Rewrite all the rows below as a numbered list, leaving out any blank lines.

--- BEGIN Provided records ---

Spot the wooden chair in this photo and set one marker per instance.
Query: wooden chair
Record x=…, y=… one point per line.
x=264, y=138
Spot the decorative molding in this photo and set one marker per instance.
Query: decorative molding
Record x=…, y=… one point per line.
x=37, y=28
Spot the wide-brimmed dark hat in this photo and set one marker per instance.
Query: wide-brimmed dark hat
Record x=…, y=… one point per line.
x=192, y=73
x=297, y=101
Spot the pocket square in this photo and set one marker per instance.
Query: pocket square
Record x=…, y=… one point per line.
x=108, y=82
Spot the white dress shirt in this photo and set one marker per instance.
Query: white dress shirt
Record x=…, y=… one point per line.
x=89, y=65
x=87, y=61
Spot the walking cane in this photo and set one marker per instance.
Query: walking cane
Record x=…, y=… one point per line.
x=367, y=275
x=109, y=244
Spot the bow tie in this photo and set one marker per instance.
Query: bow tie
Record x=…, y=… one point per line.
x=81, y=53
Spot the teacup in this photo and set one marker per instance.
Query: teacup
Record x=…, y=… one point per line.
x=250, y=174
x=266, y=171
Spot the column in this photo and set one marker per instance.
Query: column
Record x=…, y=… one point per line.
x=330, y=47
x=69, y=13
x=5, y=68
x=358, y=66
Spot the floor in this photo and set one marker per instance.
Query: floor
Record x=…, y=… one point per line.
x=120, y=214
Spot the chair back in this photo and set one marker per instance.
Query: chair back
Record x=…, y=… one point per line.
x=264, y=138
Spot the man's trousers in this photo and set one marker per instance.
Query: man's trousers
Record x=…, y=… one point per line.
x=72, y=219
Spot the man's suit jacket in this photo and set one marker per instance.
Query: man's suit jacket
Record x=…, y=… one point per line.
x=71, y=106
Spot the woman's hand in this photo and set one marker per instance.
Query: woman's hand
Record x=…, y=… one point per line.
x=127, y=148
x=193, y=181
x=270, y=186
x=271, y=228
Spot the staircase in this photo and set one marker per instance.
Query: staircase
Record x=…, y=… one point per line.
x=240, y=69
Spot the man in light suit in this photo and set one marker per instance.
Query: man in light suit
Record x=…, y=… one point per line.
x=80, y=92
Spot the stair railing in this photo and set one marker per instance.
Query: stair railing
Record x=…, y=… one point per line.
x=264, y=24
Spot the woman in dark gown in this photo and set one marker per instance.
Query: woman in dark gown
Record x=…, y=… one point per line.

--- END Provided records ---

[Answer to the problem]
1. Spot the wooden chair in this photo and set one marker per instance.
2. Query: wooden chair
3. Record x=…, y=… one point per line.
4. x=264, y=138
5. Spot the decorative molding in this photo and set one marker per instance.
6. Query: decorative molding
7. Record x=…, y=… one point per line.
8. x=37, y=28
9. Spot the wide-brimmed dark hat in this photo and set one marker per instance.
10. Query: wide-brimmed dark hat
11. Record x=…, y=… one point per line.
12. x=192, y=73
13. x=297, y=101
14. Spot the pocket square in this photo and set one marker per instance.
15. Query: pocket square
16. Record x=…, y=… one point per line.
17. x=108, y=82
18. Spot the white dress shirt in this photo and set one marker per instance.
19. Query: white dress shirt
20. Record x=…, y=… one point per line.
21. x=89, y=65
22. x=87, y=61
23. Spot the walking cane in this photo and set one marker per instance.
24. Query: walking cane
25. Record x=…, y=… one point per line.
26. x=367, y=275
27. x=109, y=244
28. Spot the bow tie in this photo and set one marker per instance.
29. Query: bow tie
30. Record x=…, y=… one point per line.
31. x=81, y=53
32. Spot the teacup in this photo and set one marker per instance.
33. Query: teacup
34. Record x=…, y=… one point per line.
35. x=250, y=174
36. x=266, y=171
37. Spot the column in this photo and set one marker per instance.
38. Query: column
39. Record x=…, y=… one point per line.
40. x=330, y=47
41. x=69, y=13
42. x=5, y=68
43. x=358, y=66
44. Spot the floor in this photo and set one marker per instance.
45. Query: floor
46. Record x=…, y=… one point per line.
47. x=120, y=214
48. Spot the chair back in this photo and set one marker per instance.
49. Query: chair back
50. Record x=…, y=… one point per line.
51. x=264, y=138
52. Spot the man's trousers in this photo and set one marker per instance.
53. Query: man's trousers
54. Record x=…, y=… one point per line.
55. x=72, y=219
56. Spot the man's suit jacket in this photo and set one marker per instance.
57. Query: man's suit jacket
58. Record x=…, y=… one point per line.
59. x=71, y=106
60. Spot the woman's hand in this photo and set one marker per instance.
61. Query: woman's hand
62. Record x=…, y=… one point per line.
63. x=127, y=148
64. x=193, y=181
65. x=270, y=186
66. x=271, y=228
67. Spot the staircase in this photo and set one marker per instance.
68. Query: staircase
69. Record x=…, y=… one point per line.
70. x=240, y=69
71. Spot the man in light suit in this photo and set one marker per instance.
72. Query: man in light suit
73. Record x=…, y=… one point per line.
74. x=80, y=92
75. Spot the stair railing in this photo and set one marker per instance.
76. Query: stair railing
77. Record x=…, y=… one point per line.
78. x=264, y=24
79. Spot the woman in dark gown in this photo and set one marker per instance.
80. Query: woman in dark gown
81. Record x=…, y=… one point per line.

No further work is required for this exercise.